Brano fornito:
▽

Investiamo in istruzione i costi della politica

NON C’È PROGRAMMA elettorale che non affermi che occorre ripartire dall’istruzione. Però, nell’esercizio concreto del potere in Italia la scuola e l’università non sono certo priorità. Eppure sono l’investimento più redditizio per il futuro. La verità è che negli ultimi venti anni il sistema dell’istruzione è stato considerato, a torto, un ente inutile e le costanti proposte di riforma propongono solo inutili pannicelli caldi.
La conseguenza inevitabile è che nelle scuole elementari da un insegnante — spesso bravo — siamo passati a 6-7 a volte non all’altezza, mentre le università, che fino alla fine degli anni Novanta erano una quarantina, adesso sono più che raddoppiate: oltre novanta. E l’autonomia scolastica, talvolta, non ha certo dato la dimostrazione del miglioramento. Si dirà, però, che con più insegnanti ed atenei abbiamo un numero maggiore di diplomati e laureati, diminuendo così il divario con il resto dell’Europa avanzata. La verità è che abbiamo invece demotivato i migliori: la «fuga dei cervelli» è l’effetto di questa situazione, non la causa che invece ha radici remote. La stessa Costituzione, che almeno in questo è chiara, fa riferimento ai «capaci» ed ai «meritevoli» per quanto riguarda gli studi. Non a caso, le più accreditate indagini internazionali sull’educazione collocano gli studenti italiani negli ultimi posti per la qualità dell’apprendimento. Sarà un caso?

△

Istruzioni del compito:
Estrai dal brano sull'istruzione in Italia il tratto che va da "Investiamo in istruzione" fino a "inutili pannicelli caldi.", riportandolo senza alcuna modifica.

Contenuto dei dati:
▽

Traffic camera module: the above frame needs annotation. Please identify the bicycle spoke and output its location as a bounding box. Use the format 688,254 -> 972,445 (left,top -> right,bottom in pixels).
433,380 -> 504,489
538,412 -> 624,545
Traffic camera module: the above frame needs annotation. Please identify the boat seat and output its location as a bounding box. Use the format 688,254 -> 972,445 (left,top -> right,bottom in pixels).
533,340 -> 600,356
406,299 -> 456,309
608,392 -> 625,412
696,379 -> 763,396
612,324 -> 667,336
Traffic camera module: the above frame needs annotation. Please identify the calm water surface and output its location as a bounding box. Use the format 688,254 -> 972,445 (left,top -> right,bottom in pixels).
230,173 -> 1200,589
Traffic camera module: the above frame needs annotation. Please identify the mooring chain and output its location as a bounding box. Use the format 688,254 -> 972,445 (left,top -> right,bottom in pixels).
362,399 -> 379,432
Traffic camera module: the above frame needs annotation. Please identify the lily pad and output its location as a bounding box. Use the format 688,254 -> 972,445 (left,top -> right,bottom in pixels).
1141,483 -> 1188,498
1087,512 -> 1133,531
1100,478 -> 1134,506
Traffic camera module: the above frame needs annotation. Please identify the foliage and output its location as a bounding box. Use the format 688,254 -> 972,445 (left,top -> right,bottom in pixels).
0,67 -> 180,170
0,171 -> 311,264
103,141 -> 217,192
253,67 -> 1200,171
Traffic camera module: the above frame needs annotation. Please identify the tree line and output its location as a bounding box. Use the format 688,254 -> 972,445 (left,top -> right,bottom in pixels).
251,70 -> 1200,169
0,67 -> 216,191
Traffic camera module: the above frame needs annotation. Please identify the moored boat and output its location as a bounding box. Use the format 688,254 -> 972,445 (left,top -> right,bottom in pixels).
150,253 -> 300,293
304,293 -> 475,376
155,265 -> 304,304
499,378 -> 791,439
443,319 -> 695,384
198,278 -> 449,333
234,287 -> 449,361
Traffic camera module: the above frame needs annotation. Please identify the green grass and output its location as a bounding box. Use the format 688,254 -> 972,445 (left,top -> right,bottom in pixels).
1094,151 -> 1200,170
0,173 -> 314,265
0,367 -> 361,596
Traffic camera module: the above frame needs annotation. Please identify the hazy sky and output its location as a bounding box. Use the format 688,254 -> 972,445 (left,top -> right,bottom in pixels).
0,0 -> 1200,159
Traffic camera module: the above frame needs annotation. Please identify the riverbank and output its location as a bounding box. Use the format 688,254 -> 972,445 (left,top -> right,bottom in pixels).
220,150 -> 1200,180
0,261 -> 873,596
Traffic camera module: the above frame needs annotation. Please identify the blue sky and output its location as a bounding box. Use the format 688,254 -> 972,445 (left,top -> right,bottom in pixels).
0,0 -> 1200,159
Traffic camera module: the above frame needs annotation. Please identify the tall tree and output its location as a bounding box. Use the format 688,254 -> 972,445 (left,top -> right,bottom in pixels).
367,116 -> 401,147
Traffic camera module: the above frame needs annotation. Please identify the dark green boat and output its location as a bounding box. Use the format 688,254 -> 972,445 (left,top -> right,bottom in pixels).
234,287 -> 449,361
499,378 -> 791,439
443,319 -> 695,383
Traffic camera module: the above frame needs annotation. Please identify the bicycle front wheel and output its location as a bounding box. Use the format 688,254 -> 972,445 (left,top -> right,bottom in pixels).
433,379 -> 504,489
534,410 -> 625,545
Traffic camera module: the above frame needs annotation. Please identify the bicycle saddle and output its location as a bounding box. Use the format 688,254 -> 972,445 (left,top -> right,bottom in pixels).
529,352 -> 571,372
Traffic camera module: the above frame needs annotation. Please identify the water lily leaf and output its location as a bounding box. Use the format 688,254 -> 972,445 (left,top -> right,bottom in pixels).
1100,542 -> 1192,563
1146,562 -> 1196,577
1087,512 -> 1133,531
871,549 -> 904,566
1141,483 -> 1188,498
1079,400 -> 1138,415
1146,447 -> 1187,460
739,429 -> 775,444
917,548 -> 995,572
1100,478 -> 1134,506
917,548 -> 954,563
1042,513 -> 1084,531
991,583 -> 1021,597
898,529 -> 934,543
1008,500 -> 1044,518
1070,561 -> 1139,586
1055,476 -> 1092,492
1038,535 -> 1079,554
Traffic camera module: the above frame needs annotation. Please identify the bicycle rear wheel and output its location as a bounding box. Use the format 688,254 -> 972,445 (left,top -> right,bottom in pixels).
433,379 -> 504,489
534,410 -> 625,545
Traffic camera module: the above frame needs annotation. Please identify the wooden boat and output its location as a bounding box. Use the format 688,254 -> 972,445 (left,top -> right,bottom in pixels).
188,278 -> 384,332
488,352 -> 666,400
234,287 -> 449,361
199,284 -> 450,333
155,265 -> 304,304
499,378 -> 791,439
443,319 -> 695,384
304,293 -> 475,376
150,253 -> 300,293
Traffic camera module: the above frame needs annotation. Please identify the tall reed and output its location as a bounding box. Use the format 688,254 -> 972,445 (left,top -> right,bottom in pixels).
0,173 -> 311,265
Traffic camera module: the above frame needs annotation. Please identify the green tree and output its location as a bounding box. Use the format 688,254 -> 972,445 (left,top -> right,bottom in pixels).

△

Risposta scritta:
Investiamo in istruzione i costi della politica

NON C’È PROGRAMMA elettorale che non affermi che occorre ripartire dall’istruzione. Però, nell’esercizio concreto del potere in Italia la scuola e l’università non sono certo priorità. Eppure sono l’investimento più redditizio per il futuro. La verità è che negli ultimi venti anni il sistema dell’istruzione è stato considerato, a torto, un ente inutile e le costanti proposte di riforma propongono solo inutili pannicelli caldi.